• **Passage shown**:
-- Start --
Your resume may need revision to ensure you’re positioning yourself to make it through the initial steps of the government hiring process.

There is no such thing as too much information when preparing your resume, which may be several pages long and should include detailed information about the jobs you’ve held, your responsibilities, and what you accomplished.

This is an example of what your resume might look like for a position with TTS.

General recommendations

  • When you’re preparing your application, be sure to reference the Qualifications & Evaluation sections of the job post to help you best frame your experience.
  • Don’t get hung up on trying to match specific formatting; do make sure you’ve included the information relevant to each section.
  • Be as detailed as possible. Length is not an issue as long as the information you’re including is relevant.
  • For your most relevant, recent, or longest held position, list eight-10 bullet points about your responsibilities and accomplishments. For each prior position, you can list fewer points focusing on the information that is most relevant to the job for which you are applying.
  • Don’t be afraid to use technical terminology if it’s relevant to your current or past roles or to the role for which you are applying. Do avoid acronyms and abbreviations.
  • We don’t use automated screening tools, so your application will be evaluated by people who have varying levels of familiarity with your professional experience. It’s better to be explicit and not assume the reader has expert domain knowledge or context.
  • Quantify as applicable.

Key information for each position

This is the information that you should include for each position on your resume.

  • Company/organization name
  • Size of organization (number of employees)
  • Location (City, State)
  • Dates of employment (MM/YYYY)
  • Hours per week (e.g. 15, 20, 40. If “full time” list 40 hours)
  • Job/position title
  • GS Level (Only relevant to current or past federal employees)
  • Brief description of the organization (one-two sentences)
  • Brief description of the product/project/team you worked on or supported (one-two sentences, if applicable)
-- End --
• **Recorded data**:
-- Start --
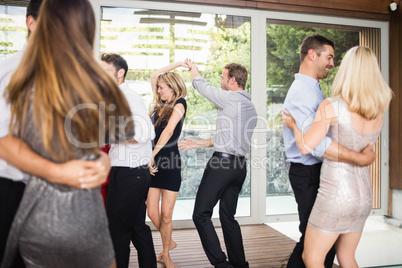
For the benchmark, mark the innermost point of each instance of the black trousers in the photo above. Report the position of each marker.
(10, 197)
(305, 181)
(126, 208)
(222, 181)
-- End --
• **Tasks to complete**:
**A.** From the resume guidance, extract everything from "Your resume may" down to "frame your experience.".
**B.** According to the resume guidance, what should a resume include detailed information about? List every item named.
**C.** Using the resume guidance, explain why applicants should be explicit rather than assume the reader has expert domain knowledge or context.

• **Outputs by task**:
**A.**
Your resume may need revision to ensure you’re positioning yourself to make it through the initial steps of the government hiring process.

There is no such thing as too much information when preparing your resume, which may be several pages long and should include detailed information about the jobs you’ve held, your responsibilities, and what you accomplished.

This is an example of what your resume might look like for a position with TTS.

General recommendations

  • When you’re preparing your application, be sure to reference the Qualifications & Evaluation sections of the job post to help you best frame your experience.

**B.**
- The jobs you've held
- Your responsibilities
- What you accomplished

**C.** No automated screening tools are used, so people evaluate each application. Those reviewers have varying levels of familiarity with the applicant's professional experience.